## [AIM]
Pick out each line in the items below that contains the word "stone", and copy those lines.

## [EXERCISE INPUTS]
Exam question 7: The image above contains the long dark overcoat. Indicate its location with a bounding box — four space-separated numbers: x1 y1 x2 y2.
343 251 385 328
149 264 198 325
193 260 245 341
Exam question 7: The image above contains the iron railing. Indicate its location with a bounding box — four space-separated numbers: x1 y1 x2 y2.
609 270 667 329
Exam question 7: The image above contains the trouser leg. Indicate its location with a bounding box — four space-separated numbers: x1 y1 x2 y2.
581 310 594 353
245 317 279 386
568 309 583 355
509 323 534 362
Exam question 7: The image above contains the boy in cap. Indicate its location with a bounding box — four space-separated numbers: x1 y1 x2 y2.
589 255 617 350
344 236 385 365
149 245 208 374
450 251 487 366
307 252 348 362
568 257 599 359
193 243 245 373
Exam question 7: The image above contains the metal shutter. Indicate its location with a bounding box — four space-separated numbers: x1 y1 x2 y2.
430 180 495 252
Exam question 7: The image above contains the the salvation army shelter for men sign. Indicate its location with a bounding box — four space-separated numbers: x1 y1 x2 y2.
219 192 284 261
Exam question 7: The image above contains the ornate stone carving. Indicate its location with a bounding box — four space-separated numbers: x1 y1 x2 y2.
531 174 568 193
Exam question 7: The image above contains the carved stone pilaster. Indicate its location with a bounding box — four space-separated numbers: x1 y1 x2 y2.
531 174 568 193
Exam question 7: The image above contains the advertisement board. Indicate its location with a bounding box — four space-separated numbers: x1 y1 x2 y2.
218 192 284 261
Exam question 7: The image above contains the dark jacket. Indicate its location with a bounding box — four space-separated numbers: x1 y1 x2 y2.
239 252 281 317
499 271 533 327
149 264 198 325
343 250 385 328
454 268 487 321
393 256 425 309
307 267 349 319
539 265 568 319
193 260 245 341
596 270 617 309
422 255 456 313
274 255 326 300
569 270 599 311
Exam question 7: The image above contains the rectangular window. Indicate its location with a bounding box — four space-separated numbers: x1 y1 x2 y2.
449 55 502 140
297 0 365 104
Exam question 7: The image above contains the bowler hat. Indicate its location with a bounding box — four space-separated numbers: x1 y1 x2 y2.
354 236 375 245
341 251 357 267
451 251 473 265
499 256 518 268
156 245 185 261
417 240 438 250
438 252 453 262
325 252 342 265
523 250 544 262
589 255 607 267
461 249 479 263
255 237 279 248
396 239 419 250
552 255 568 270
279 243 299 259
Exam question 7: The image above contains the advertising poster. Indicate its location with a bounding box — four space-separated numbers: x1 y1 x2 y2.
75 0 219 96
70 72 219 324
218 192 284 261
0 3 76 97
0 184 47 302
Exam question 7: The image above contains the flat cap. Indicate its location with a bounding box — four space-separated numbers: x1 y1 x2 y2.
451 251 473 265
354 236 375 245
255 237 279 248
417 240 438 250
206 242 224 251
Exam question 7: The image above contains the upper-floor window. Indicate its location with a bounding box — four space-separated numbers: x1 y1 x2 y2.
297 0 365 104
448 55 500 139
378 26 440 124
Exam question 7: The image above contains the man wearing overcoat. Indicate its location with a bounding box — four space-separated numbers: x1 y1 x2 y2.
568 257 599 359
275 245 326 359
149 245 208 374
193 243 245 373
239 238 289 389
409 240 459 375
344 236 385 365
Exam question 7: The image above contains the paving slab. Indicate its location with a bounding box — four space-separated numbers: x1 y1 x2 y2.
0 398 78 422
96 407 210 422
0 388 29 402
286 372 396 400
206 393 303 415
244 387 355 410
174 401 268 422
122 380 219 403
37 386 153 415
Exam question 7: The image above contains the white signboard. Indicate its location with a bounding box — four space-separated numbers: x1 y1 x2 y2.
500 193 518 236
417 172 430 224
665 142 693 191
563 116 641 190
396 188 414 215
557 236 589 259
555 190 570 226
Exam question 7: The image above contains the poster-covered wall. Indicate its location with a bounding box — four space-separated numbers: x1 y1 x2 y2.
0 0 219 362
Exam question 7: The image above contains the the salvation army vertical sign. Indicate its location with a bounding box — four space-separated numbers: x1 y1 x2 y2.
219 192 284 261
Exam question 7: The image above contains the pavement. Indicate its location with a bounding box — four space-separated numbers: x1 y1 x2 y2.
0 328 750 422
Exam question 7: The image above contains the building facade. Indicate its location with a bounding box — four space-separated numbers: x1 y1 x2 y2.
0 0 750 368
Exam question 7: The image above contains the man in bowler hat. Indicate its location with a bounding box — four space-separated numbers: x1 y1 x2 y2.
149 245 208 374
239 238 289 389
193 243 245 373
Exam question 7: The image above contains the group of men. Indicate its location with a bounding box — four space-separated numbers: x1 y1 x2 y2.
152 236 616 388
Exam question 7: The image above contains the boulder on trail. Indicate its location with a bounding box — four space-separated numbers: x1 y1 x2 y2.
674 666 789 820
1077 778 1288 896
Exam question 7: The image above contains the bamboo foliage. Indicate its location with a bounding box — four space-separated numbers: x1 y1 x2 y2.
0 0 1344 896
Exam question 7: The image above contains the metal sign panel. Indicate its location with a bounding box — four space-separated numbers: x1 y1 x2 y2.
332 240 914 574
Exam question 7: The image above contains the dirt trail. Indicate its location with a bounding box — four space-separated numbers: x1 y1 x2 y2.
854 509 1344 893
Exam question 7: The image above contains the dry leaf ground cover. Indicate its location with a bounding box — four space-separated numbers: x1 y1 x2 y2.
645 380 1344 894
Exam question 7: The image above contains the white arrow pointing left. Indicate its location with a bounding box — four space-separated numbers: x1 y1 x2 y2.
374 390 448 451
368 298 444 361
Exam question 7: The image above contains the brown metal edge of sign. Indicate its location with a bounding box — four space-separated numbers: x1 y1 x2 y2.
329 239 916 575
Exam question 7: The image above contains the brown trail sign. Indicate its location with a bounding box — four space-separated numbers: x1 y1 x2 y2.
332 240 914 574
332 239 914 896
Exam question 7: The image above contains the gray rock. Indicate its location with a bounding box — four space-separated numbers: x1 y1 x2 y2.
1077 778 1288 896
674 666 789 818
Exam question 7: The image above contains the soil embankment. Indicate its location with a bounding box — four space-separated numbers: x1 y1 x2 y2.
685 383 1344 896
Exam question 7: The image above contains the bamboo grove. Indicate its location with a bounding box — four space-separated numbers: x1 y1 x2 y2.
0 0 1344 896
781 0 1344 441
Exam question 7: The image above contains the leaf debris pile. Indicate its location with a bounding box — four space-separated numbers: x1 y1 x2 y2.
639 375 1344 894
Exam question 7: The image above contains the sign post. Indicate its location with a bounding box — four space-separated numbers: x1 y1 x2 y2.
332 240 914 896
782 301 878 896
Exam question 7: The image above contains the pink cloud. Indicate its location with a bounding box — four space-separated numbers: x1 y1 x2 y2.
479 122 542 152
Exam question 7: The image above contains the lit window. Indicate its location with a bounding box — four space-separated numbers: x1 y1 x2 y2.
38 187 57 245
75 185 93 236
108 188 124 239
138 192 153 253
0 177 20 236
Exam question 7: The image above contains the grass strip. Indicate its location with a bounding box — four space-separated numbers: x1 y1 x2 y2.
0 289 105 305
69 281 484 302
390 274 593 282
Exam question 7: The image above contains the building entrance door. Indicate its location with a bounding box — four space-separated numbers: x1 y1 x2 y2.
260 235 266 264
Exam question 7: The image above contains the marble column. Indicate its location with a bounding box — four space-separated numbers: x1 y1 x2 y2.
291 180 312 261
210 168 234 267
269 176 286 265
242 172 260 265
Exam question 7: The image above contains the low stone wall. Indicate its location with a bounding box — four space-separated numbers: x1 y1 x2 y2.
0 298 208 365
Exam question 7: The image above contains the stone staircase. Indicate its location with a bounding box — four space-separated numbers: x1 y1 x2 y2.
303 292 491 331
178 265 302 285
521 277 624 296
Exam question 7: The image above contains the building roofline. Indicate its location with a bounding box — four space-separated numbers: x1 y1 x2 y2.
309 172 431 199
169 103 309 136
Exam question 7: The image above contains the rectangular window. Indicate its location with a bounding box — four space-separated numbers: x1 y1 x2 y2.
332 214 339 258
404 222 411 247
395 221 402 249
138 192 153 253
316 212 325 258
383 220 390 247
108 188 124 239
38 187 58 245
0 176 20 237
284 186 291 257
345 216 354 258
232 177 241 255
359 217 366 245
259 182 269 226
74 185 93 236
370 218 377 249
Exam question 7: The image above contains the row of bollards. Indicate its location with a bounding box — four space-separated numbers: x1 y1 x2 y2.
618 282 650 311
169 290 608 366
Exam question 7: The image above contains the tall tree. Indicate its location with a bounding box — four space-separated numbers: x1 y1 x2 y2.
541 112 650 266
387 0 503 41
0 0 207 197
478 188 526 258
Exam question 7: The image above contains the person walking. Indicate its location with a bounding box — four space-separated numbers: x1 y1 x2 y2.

## [THE REPLY]
Exam question 7: The image above contains the ornate stone carving. Indicate its location with a bounding box — four space-separated numbers: x1 y1 x2 y2.
Exam question 7: The image above contains the carved stone pilaster. Indicate its location with a bounding box — four space-separated numbers: x1 y1 x2 y2.
Exam question 7: The image above contains the low stone wall. Indicate its location with a bounding box — four space-separated numbers: x1 y1 x2 y2.
Exam question 7: The image above contains the stone staircase. Indicate its location with a bounding box — four space-separated numbers: x1 y1 x2 y2.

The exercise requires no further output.